*** 抜粋本文

日本船舶海洋工学会 ふね遺産認定実行委員会

歴史的で学術的・技術的に価値のある船舟類およびその関連設備を「ふね遺産」(Ship Heritage)として認定し、社会に周知し、文化的遺産として次世代に伝えるため、公益社団法人 日本船舶海洋工学会が発足させたふね遺産認定事業も、今年で9回目を迎えました。

令和7年5月19日にふね遺産審査委員会が開催され、第9回ふね遺産認定案件として下記5件を決定しました。ふね遺産審査委員会委員(順不同、敬称略)は次のとおりです。

ふね遺産審査委員会委員(順不同,敬称略)は次の通りです。

******
*** 提示資料

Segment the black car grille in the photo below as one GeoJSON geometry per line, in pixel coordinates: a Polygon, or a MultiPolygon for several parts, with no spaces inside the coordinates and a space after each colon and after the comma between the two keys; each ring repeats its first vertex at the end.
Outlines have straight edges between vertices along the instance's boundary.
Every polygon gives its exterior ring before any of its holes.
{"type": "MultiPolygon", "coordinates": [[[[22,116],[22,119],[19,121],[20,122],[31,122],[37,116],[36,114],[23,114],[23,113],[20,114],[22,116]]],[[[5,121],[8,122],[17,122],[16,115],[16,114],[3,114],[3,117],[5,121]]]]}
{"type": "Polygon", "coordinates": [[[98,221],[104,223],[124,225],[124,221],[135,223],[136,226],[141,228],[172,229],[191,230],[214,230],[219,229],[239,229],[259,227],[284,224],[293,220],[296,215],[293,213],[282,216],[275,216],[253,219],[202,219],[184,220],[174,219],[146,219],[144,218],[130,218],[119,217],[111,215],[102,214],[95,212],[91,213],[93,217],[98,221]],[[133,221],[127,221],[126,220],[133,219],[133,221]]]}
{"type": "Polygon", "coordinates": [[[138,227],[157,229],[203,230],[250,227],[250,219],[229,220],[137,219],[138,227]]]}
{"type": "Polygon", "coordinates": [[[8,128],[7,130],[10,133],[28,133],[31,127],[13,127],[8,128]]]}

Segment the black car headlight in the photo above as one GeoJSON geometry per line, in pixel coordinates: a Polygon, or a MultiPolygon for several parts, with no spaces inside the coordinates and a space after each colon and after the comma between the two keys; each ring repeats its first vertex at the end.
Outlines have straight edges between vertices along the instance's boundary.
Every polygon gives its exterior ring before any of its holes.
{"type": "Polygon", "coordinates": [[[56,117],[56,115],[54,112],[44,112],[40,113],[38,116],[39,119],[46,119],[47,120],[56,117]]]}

******

■ **作業内容**:
[A] ふね遺産認定についての本文によると、第9回ふね遺産認定案件として何件が決定されましたか。
[B] ふね遺産認定についての本文を、最後の文の後から続けて書いてください。

■ **回答**:
[A] 5件が決定されました。

[B]
日本船舶海洋工学会会長
橋本 州史
日本航海学会会長
竹本 孝弘
日本マリンエンジニアリング学会会長
塚本 達郎
日本海事史学会会長
安達 裕之
東京大学大学院 新領域創成科学研究科 准教授
福永 真弓
日本船舶海洋工学会 庶務理事
脇山 典広
ふね遺産認定実行委員会 委員長
山口 悟
第9回認定案件 認定書及び認定プレート贈呈先
潜御採取船「葉山丸」
旧横須賀海軍工廠で建造された昭和天皇の御採取船
大山祇神社
スカンジナビア(旧ステラ・ポラリス)
レジャー産業の創設と地域振興に貢献した日本初のフローティングホテル・レストラン
スカンジナビア資料館
帆船「やまゆり」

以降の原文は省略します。